- REQUEST -
Could you turn the records from the line with "Please put a point on the dog's front" to the line with "(282, 1034)", both of those lines included, into a numbered list? Skip any blank lines and omit the pictures.
|---|
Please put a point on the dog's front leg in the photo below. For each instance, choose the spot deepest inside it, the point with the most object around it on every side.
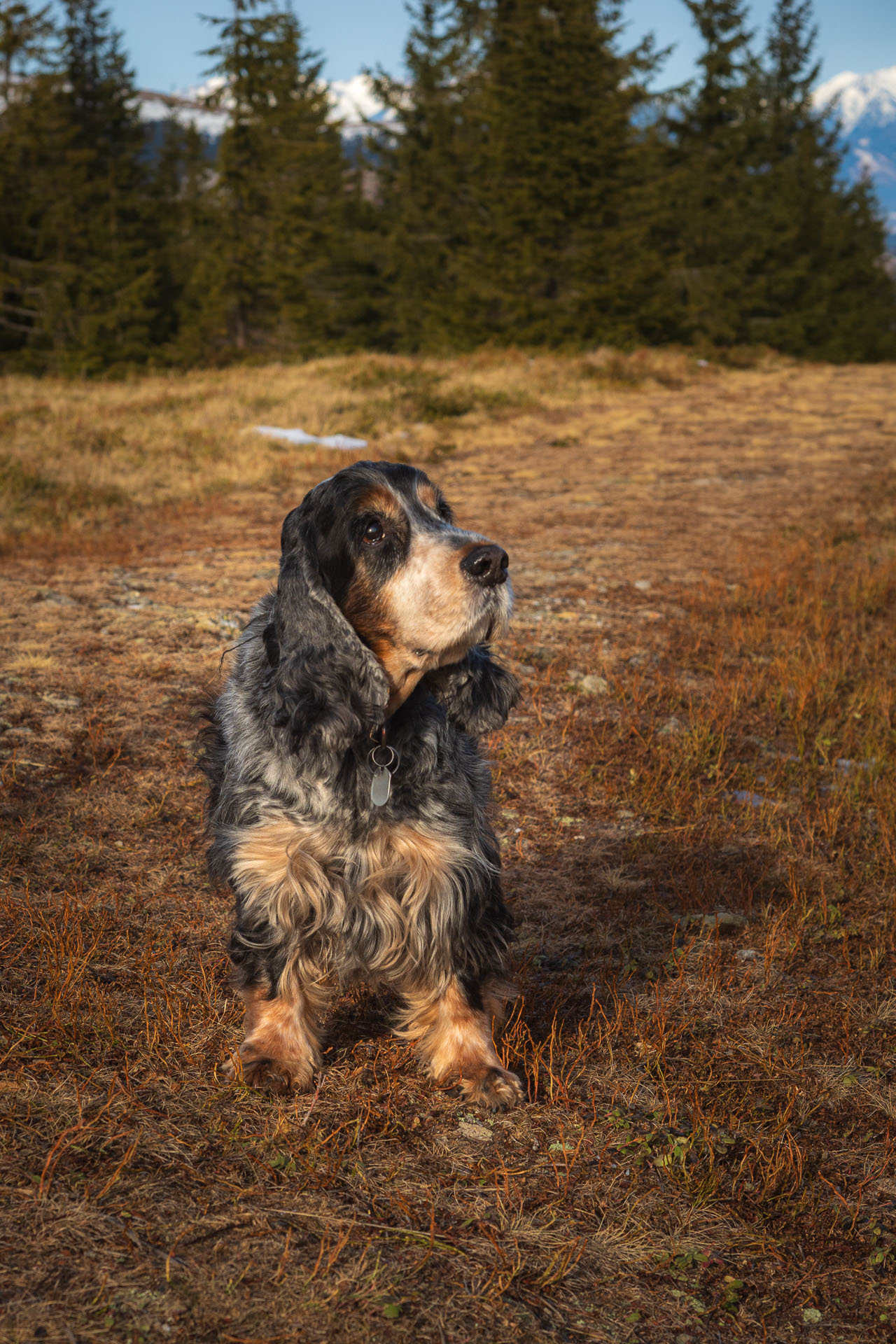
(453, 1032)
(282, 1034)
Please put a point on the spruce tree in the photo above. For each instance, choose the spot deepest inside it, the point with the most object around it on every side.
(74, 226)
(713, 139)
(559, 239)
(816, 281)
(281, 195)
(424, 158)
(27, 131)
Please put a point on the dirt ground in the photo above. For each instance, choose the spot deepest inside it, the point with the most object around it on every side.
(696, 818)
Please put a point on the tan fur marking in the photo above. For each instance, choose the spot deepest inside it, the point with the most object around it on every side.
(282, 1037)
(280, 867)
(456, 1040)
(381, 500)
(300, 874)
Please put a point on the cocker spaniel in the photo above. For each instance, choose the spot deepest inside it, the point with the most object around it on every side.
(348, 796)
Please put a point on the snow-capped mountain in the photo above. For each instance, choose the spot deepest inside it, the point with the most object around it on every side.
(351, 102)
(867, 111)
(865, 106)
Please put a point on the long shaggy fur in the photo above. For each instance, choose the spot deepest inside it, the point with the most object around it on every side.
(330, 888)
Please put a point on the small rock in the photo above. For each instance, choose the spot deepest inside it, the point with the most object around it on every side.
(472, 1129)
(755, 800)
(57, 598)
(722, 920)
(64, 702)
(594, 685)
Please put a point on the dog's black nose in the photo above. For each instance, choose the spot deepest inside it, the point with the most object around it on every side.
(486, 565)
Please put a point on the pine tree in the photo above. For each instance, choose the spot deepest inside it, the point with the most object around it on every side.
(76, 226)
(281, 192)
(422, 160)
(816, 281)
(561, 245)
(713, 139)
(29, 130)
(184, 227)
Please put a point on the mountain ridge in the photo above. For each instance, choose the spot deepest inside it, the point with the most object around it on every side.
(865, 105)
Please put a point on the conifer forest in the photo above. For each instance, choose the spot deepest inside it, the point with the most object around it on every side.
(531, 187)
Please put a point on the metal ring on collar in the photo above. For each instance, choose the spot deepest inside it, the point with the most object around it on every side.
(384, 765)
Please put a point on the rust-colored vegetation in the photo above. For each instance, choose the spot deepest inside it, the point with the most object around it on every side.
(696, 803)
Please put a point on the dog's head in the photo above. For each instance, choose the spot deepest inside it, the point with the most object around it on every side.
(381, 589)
|---|
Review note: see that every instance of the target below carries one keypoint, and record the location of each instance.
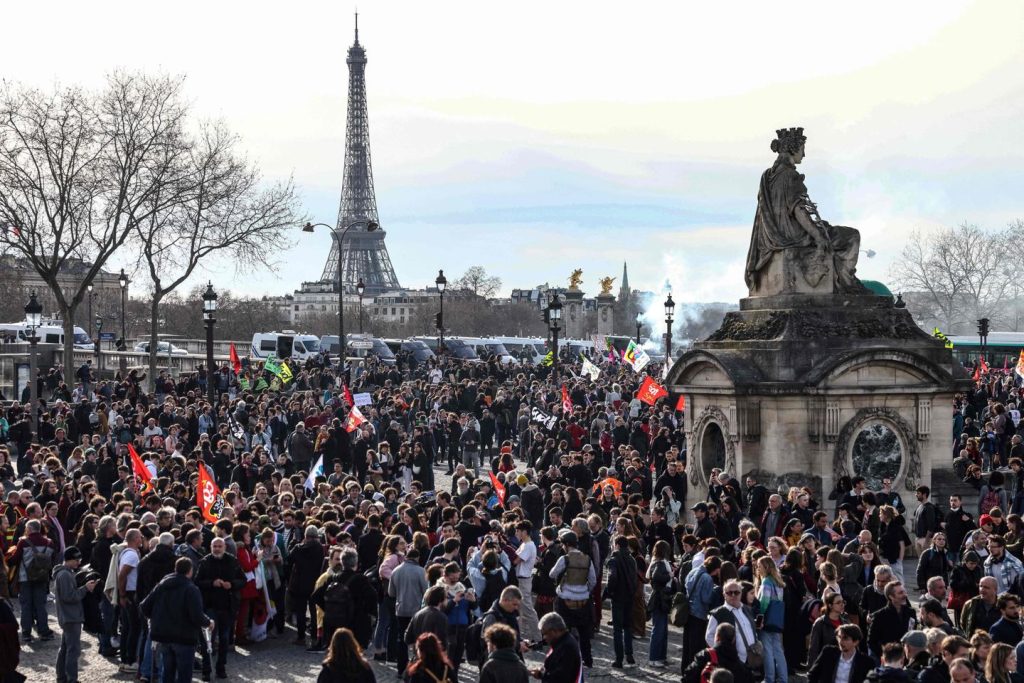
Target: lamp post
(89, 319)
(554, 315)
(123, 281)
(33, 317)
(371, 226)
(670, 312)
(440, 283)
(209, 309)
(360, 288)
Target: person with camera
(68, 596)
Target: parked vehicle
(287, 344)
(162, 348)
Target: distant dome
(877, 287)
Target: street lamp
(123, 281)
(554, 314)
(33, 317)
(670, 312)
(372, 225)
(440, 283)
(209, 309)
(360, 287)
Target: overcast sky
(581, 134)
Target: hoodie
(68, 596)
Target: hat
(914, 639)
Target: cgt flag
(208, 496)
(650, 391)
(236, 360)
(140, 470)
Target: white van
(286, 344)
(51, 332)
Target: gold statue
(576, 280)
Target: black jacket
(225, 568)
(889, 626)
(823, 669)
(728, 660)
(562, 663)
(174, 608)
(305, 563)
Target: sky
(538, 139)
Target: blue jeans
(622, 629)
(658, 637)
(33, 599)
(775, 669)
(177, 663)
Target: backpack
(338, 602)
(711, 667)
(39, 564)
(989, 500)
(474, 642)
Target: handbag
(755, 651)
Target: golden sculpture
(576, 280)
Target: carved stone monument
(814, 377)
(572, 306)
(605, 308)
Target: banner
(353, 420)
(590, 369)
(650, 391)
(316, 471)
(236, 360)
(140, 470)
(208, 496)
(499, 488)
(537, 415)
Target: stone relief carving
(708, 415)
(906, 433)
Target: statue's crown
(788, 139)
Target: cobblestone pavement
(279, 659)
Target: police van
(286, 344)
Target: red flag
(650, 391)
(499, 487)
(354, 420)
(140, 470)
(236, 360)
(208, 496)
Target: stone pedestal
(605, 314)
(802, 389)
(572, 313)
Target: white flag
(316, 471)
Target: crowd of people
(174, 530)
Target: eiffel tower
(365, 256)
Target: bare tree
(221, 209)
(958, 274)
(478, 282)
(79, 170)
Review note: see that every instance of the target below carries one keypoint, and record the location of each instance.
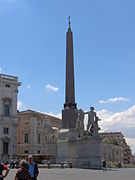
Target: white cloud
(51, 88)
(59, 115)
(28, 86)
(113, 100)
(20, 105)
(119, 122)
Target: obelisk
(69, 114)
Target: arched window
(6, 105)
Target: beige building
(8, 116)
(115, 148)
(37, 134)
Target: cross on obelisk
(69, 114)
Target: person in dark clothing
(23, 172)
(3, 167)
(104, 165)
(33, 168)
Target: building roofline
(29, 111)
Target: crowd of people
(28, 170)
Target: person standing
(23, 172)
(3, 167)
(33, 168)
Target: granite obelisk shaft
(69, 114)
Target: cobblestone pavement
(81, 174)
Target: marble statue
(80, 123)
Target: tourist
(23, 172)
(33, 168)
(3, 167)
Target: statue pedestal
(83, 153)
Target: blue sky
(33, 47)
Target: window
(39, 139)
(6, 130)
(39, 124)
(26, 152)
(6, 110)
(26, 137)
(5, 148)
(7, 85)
|---|
- TASK OUTPUT -
1. Please put a point on the dog's front leg in the photo below. For each instance, choose the spot deepest inside it, the point with the most object around it on every side.
2. (453, 1032)
3. (282, 1034)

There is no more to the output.